Natural language region descriptions:
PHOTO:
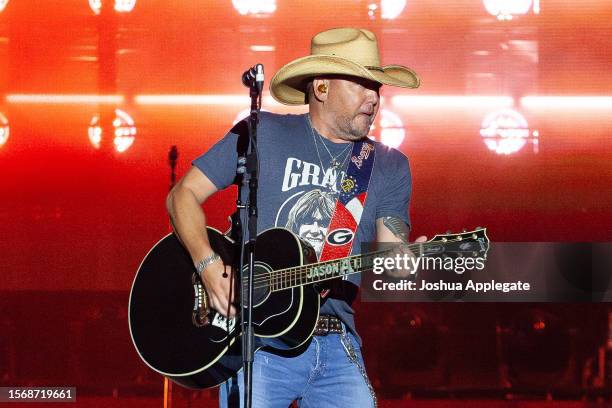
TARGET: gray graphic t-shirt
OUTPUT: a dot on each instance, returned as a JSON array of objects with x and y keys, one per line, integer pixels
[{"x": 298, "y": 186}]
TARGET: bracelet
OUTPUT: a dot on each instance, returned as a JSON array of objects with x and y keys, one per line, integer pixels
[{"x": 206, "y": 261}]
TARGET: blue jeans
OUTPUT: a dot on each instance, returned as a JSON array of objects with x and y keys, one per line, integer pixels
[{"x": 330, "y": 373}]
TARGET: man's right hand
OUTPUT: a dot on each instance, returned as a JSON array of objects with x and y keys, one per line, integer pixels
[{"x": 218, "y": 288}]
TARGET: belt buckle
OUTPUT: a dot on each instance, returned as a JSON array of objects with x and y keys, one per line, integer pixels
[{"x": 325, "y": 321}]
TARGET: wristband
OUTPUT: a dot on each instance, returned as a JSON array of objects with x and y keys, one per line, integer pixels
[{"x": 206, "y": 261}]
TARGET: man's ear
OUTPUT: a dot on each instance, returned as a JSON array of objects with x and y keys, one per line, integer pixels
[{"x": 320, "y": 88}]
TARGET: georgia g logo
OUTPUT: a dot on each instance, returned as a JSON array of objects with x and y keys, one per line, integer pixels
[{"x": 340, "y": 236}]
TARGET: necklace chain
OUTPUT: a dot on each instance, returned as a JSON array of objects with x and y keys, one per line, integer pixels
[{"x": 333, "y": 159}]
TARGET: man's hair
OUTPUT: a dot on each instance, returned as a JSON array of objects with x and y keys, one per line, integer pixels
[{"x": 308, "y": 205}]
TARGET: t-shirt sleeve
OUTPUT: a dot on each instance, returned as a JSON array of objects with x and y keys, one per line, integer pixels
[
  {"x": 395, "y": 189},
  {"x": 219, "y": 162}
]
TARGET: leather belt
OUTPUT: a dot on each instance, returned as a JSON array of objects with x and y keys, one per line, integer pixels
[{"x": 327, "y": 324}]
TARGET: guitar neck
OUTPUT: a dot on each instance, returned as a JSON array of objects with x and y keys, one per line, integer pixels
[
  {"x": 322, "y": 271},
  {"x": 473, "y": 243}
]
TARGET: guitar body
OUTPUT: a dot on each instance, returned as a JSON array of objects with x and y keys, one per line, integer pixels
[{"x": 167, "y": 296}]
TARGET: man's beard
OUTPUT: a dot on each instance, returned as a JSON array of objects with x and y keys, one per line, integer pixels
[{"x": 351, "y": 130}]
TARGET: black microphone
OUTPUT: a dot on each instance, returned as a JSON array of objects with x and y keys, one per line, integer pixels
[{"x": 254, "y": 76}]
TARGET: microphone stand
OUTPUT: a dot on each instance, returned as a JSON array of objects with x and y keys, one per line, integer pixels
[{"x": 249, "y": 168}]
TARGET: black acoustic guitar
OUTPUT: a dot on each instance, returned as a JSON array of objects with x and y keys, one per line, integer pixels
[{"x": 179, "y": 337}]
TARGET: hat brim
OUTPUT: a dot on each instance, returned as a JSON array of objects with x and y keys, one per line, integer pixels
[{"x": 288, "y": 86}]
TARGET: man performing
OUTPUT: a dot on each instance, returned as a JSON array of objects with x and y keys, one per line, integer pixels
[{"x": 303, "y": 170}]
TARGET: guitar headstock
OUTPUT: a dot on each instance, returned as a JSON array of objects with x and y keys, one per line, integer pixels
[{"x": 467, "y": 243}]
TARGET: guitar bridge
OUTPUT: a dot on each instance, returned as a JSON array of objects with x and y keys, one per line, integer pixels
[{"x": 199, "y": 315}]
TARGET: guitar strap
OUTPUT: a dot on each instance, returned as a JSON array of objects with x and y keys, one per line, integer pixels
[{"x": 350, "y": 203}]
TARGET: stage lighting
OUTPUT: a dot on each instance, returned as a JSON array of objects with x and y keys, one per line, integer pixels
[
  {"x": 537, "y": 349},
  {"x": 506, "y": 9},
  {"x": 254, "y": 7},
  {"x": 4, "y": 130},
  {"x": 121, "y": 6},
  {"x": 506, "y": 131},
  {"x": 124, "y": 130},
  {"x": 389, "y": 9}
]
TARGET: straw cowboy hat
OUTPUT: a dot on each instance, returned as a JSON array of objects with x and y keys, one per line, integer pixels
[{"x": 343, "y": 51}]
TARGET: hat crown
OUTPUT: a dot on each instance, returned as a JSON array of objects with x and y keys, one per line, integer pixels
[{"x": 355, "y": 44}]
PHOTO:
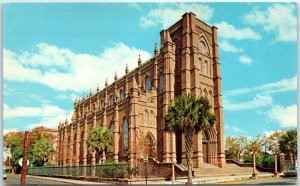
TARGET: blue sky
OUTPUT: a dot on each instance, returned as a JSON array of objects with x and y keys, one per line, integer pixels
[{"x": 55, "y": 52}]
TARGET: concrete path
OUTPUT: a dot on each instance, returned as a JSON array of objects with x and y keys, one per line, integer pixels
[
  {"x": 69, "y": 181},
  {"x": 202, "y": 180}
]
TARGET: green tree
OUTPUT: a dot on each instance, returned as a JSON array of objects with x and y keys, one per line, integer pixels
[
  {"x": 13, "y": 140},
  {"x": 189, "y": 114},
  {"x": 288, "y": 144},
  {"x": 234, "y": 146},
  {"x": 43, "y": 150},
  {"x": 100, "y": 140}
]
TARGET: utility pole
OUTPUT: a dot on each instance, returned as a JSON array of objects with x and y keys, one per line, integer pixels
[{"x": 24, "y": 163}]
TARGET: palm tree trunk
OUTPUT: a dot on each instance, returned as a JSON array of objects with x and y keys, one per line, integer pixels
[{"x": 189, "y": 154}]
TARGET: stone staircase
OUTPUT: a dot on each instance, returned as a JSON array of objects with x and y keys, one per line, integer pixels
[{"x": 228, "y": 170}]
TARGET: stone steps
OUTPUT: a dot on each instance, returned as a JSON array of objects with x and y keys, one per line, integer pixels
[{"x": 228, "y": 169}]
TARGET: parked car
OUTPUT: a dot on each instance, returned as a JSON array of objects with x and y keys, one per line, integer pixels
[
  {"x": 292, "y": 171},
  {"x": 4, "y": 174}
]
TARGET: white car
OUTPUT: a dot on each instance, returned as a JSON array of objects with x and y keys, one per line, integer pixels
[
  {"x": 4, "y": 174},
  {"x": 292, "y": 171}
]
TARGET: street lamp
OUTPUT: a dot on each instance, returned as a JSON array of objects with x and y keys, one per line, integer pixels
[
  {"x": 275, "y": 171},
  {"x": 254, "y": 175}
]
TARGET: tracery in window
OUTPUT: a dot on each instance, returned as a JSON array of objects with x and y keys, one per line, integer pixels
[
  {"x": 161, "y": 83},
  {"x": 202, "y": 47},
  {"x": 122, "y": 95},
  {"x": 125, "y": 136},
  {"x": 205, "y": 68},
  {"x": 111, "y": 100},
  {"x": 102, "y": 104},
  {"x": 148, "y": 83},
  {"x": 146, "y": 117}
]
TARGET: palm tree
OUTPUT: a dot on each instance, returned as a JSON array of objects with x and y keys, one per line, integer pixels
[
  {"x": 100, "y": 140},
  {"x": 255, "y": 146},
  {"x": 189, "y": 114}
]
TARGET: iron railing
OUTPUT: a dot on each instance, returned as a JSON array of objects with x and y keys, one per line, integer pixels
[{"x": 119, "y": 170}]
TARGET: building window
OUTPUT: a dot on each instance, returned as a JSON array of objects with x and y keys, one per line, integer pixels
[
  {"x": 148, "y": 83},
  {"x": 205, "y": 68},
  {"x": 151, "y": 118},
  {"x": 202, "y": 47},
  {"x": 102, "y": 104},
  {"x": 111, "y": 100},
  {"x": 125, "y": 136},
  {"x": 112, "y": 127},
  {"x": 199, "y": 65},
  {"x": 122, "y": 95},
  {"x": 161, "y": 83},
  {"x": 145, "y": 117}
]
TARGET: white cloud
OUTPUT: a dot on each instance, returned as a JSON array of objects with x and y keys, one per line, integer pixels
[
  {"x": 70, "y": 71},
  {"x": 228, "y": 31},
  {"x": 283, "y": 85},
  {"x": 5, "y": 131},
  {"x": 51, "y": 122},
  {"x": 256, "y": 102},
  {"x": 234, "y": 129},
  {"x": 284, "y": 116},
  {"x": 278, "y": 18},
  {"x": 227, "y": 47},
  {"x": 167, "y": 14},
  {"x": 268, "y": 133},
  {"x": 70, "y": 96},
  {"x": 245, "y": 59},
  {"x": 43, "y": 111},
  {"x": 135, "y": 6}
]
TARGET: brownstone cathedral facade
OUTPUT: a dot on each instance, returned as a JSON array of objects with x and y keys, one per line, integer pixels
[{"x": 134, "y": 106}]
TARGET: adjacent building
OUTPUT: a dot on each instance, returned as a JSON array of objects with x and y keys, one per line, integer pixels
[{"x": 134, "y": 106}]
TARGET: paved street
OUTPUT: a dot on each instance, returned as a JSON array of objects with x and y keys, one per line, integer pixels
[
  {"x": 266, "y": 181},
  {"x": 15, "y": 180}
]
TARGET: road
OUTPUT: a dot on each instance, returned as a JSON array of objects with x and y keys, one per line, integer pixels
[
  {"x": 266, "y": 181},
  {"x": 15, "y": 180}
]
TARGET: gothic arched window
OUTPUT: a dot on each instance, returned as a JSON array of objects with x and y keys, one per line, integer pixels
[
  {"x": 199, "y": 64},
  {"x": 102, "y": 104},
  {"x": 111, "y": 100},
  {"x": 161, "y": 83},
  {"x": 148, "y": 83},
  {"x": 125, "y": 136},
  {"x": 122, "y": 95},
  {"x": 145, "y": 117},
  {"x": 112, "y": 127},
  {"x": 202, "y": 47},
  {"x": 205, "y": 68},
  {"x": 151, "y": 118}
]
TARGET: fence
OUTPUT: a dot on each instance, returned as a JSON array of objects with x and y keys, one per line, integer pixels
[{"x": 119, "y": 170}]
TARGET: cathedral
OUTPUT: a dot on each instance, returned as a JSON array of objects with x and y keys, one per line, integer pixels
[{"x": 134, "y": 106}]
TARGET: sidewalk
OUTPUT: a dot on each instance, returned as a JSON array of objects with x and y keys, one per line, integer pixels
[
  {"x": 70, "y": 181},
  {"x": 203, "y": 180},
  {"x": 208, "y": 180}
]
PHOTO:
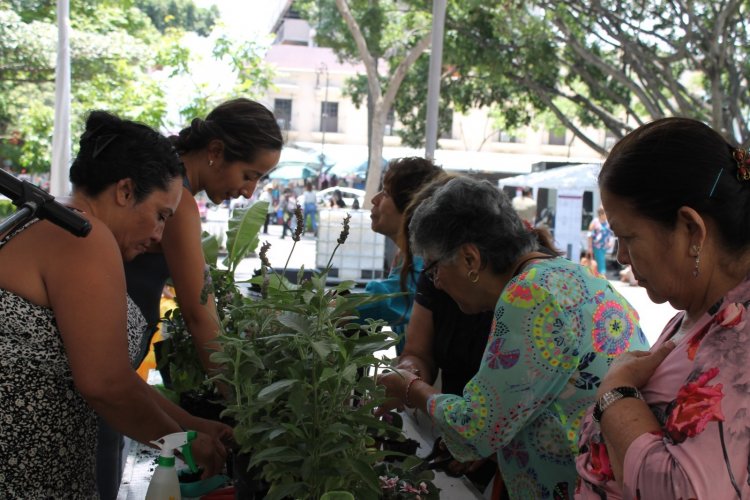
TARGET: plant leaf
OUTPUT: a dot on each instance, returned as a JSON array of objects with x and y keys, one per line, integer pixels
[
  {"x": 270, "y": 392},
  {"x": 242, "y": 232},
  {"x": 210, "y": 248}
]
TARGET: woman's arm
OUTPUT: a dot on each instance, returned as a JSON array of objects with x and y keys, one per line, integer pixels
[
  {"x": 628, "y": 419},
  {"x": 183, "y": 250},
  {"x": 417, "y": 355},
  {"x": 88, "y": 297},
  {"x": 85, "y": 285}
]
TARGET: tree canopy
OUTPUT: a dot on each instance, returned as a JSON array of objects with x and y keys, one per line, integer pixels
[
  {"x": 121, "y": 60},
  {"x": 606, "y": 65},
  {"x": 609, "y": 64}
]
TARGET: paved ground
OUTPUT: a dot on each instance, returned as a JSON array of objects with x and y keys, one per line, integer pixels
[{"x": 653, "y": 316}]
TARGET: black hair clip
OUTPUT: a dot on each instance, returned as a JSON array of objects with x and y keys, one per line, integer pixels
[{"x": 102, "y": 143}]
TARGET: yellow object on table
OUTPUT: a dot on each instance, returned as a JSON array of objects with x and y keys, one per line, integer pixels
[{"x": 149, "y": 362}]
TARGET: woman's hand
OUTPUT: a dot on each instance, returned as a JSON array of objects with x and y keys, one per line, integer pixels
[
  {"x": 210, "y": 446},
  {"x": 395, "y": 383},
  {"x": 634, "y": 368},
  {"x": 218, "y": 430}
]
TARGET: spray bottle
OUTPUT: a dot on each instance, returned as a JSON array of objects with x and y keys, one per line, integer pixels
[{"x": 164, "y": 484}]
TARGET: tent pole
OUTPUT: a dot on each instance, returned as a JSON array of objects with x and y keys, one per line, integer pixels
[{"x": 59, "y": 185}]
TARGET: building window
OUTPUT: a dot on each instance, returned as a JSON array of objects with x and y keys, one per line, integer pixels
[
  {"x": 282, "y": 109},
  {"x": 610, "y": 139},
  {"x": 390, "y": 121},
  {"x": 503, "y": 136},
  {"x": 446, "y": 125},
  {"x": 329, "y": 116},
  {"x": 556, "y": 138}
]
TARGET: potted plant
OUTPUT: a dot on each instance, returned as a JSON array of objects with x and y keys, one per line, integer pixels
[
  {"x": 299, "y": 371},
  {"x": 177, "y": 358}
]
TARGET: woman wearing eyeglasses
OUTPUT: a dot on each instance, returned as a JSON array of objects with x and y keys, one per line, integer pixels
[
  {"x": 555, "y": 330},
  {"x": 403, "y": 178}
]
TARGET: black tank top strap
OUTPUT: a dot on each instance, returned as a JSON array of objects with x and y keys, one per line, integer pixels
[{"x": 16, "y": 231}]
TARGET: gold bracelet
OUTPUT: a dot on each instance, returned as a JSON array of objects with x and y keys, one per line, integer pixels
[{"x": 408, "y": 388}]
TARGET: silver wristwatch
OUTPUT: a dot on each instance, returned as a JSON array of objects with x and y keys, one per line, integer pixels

WORK TO BE COMPLETED:
Isolate the lines above that contain the word "guitar" and copy them.

OUTPUT OF THE TASK:
TARGET: guitar neck
TARGET: guitar body
TARGET: black acoustic guitar
TARGET: guitar headstock
TARGET: guitar bridge
TARGET: guitar strap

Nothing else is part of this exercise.